I met some other runners recently. That was fun: sure, I was fast, but some of these guys were even faster, which was kind of cool! I kept up, but we weren’t doing some sort of unhinged workout.

OK, and yeah there was something like 30 minutes of bad something (turned out to be more of a nothing, which was so great), and that took it out of me in a way that I’m still realizing, but I’ll make it through. That’s how people work: given enough time and enough support, I – and many people – can get through many, many things. I’ve gotten through many things, and I’ve anticipated how to hypothetically get through even more, and I think I’m prepared, and even if I’m not people could help me.

My drive to do stuff is a bit diminished. I’m trying to make sense of it all and figure out why to care. I’ve re-remembered why to care: I love helping people, and I love working with the people I work with. Recently, people with whom I work have been slightly absent, and though logistically convenient since I haven’t been in a state to produce as much, it’s kind of (I don’t exactly know the correct characterization, but I think it’s this) mentally inconvenient that I don’t have other people to push me to get stuff done.

This week, I’ve got dinners, I’ve got visits with old friends, I’ve got research, I’ve got a presentation. Well, all of those things are tentatively scheduled to actually happen (the presentation being fairly solidly scheduled, other things more fluid/ad-hoc, though I think some will go through). I characterized a success rate previously as being – roughly – a number that would make Ted Williams jealous. Since some of my dealings are with flakey people and all of my dealings are with people (AFAIK…) and there’s randomness everywhere, Ted-Williams-jealous numbers seem like a reasonable goal for a lot of things.

The biggest thing that gets me is the uncertainty of really big things. I mean (of course – you might be rolling your eyes at my melodrama at this point) issues of life and death. I can’t stand that dice play a role in that. (No pun intended….) I’m braced in a way that dulls the blow but that dulls everything else in the meantime too, and I think it’d be better to not steel myself. Also, while an actual loss is far worse, there’s some roughness involved in the anticipation.

** Questions **
1. Set down word for word the part of the personal reflection starting at "My drive to" and ending at "get stuff done.".
2. In the personal reflection, which of the writer's plans for this week is described as fairly solidly scheduled?
3. Continue the personal reflection, picking up after its final sentence.

** Information supplied **
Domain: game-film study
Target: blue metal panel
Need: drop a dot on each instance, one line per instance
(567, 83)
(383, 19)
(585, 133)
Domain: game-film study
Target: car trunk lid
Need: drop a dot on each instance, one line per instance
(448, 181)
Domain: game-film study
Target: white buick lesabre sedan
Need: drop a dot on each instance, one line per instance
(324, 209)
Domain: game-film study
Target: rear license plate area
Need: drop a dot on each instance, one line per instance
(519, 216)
---
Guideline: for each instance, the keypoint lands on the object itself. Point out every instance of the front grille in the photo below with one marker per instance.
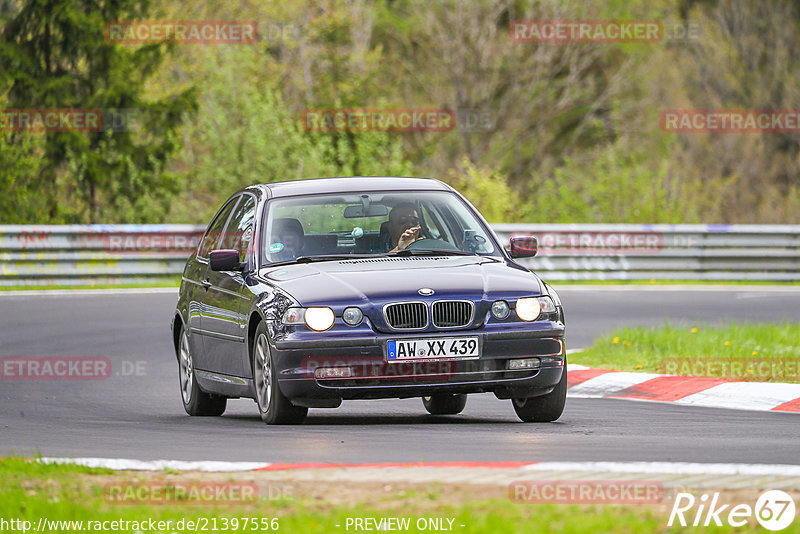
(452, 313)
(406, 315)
---
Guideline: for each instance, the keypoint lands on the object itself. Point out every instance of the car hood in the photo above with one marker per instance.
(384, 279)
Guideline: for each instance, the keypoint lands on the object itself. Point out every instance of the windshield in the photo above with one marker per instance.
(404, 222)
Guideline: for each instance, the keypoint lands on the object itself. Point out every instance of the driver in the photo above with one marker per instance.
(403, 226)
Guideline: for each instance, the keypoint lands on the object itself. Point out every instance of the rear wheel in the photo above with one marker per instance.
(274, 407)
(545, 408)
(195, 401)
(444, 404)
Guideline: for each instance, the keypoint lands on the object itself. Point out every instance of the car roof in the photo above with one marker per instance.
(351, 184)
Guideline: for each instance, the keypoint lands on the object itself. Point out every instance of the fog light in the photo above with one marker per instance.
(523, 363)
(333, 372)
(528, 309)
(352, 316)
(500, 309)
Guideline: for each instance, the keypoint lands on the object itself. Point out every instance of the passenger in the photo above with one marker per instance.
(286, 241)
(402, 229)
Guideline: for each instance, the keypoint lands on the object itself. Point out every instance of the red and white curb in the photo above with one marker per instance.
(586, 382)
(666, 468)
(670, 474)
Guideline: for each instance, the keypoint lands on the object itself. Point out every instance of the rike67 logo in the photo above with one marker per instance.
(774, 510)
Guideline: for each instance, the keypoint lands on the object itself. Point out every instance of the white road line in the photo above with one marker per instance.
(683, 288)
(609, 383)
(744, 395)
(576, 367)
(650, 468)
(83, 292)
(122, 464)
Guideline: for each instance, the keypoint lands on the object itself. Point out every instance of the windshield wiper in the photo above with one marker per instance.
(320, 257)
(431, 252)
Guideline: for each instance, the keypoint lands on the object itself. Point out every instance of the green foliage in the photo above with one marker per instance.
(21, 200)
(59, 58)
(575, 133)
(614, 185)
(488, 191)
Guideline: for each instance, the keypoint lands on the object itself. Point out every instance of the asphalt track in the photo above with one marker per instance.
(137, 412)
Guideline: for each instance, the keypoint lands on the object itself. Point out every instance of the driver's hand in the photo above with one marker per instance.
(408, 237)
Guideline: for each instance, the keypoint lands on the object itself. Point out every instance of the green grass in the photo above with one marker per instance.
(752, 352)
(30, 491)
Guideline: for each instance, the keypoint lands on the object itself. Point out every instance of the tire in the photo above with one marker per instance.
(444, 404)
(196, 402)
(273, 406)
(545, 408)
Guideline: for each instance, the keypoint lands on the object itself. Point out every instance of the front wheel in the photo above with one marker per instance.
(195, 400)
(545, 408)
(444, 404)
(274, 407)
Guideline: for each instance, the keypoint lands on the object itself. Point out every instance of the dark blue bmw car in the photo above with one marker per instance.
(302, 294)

** Exercise results **
1.
My drive to do stuff is a bit diminished. I’m trying to make sense of it all and figure out why to care. I’ve re-remembered why to care: I love helping people, and I love working with the people I work with. Recently, people with whom I work have been slightly absent, and though logistically convenient since I haven’t been in a state to produce as much, it’s kind of (I don’t exactly know the correct characterization, but I think it’s this) mentally inconvenient that I don’t have other people to push me to get stuff done.

2. The presentation.

3.
If I did, in fact, come up with a method for anticipating the unpredictable, I should take my show to Wall Street. That makes me think it’s not worthwhile.

A few weeks ago, professional me was telling me to take the time I needed. By the start/middle of last week, professional me was telling me to move on and get back to business. I was all ready to listen, and then I got (much more minorly, I think it’s fair to say) shaken again. Professional me has only today started to account for this re-shake. At the same time, professional me (and just me) has gotten really really tired of waiting. I’m generally patient and appreciate that all sorts of things, from emotions to running improvement to math, take time. It’s been some time, though. Today was the first time I started to realize that maybe it’s worth accounting for the re-shake. Here’s my anticipation of the unpredictable: tomorrow professional me will be more forgiving, and the forgiveness will let me get over stuff, and then I’ll be ready to get stuff done (as I was on Thursday/Friday). That’ll set me on the path to getting back into things.

I’ve also got to take a less-wallowy approach and give things an internal positive spin, as I tend to do, rather than the external positive spin of the past few weeks. In the words of someone else and famously spoken by old blue eyes (Frank Sinatra), “That’s life.”